> **Given problem A**:
Copy out the entries word for word, starting at their first line and ending with the line containing "112, 127, 176]]", with both of those lines included.

> **Selected excerpt**:
>>>

In this original, beautifully written, and often moving monograph, Konstantinos Kalantzis has produced a lasting contribution to the anthropological study of contemporary Europe.  Drawing on extensive fieldwork, Tradition in the Frame explores with exquisite detail a number of timely themes—the social life of photographs, conflicting tourist and local images of Crete, the performance of gender stereotypes, and the complex tension between tradition and modernity. The author's ability to view the world through the eyes of natives and foreigners, and to deconstruct visual signs and symbols, is nothing short of stunning.  For anyone interested in Europe and the Mediterranean world today, this richly documented and theoretically sophisticated volume is a must read.
*Stanley Brandes*

This rich account, of empirical depth and theoretical elegance, gives us a fine-grained and nuanced exploration of the work of photographs in a Cretan community. Focusing on the temporal and spatial practices of photography, it gives a cogent account of the visual culture through which questions of identity, historical imagination, nostalgia, and constructions and performances of tradition are negotiated by 'insider Sfakians'' and 'outsiders'. In demonstrating the significance of the humble snapshot, postcard and poster within networks of cultural negotiation, this book provides an exemplary case study of the value of the visual as a prism through which to consider broader questions. Bringing together, as it does, questions of centre and periphery in relation to nation, to tourism and to contemporary politics, it is in the very best traditions of both ethnographies of Europe and of visual anthropology.
*Elizabeth Edwards*

Tradition in the Frame is a richly innovative ethnography focusing on the visual dimensions of modern Cretan mythmaking, and especially on the material reproduction and negotiation of time-honored stereotypes of warrior masculinity. Writing of a society that has largely shifted its economy from shepherding to tourism, Kalantzis incisively demonstrates how the realities of commercial exploitation and socio-political change re-frame familiar images of a society at once proudly central to the symbolism of national identity and yet also still reluctant to accept the merest hint of intrusive authority.
*Michael Herzfeld*

Kalantzis' marvellous and wise book, the product of meticulous ethnography and theoretically sophisticated analysis, documents photographic practices in Sfakia that create stereotypes and also undermine them.  "Thinking through the frame" and moving the debate on exoticism far beyond familiar binaries, this landmark ethnography of photography is filled with compelling description and powerful conceptual formulations that are both subtle and clear. Offering the reader wonderful evocations of places and people, this account of the fluid intersection of identity with media practices, where "tradition is demanded", is a major achievement by a key figure in Visual Anthropology.

<<<

> **Entries**:
>>>

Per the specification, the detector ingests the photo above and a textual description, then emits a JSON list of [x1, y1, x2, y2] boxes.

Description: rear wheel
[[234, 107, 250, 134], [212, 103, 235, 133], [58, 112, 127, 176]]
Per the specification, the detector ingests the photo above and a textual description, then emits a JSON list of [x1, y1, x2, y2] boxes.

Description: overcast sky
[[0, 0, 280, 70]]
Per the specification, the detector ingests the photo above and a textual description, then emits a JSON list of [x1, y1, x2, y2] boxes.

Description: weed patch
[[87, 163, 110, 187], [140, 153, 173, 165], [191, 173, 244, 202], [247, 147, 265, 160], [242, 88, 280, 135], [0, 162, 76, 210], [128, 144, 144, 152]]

<<<

> **Given problem B**:
From the book endorsements, rewrite the part that opens with the words containing "In this original, beautifully" and closes with "a must read.", switching "monograph" to "book".

> **Output A**:
Per the specification, the detector ingests the photo above and a textual description, then emits a JSON list of [x1, y1, x2, y2] boxes.

Description: rear wheel
[[234, 107, 250, 134], [212, 103, 235, 133], [58, 112, 127, 176]]

> **Output B**:
In this original, beautifully written, and often moving book, Konstantinos Kalantzis has produced a lasting contribution to the anthropological study of contemporary Europe.  Drawing on extensive fieldwork, Tradition in the Frame explores with exquisite detail a number of timely themes—the social life of photographs, conflicting tourist and local images of Crete, the performance of gender stereotypes, and the complex tension between tradition and modernity. The author's ability to view the world through the eyes of natives and foreigners, and to deconstruct visual signs and symbols, is nothing short of stunning.  For anyone interested in Europe and the Mediterranean world today, this richly documented and theoretically sophisticated volume is a must read.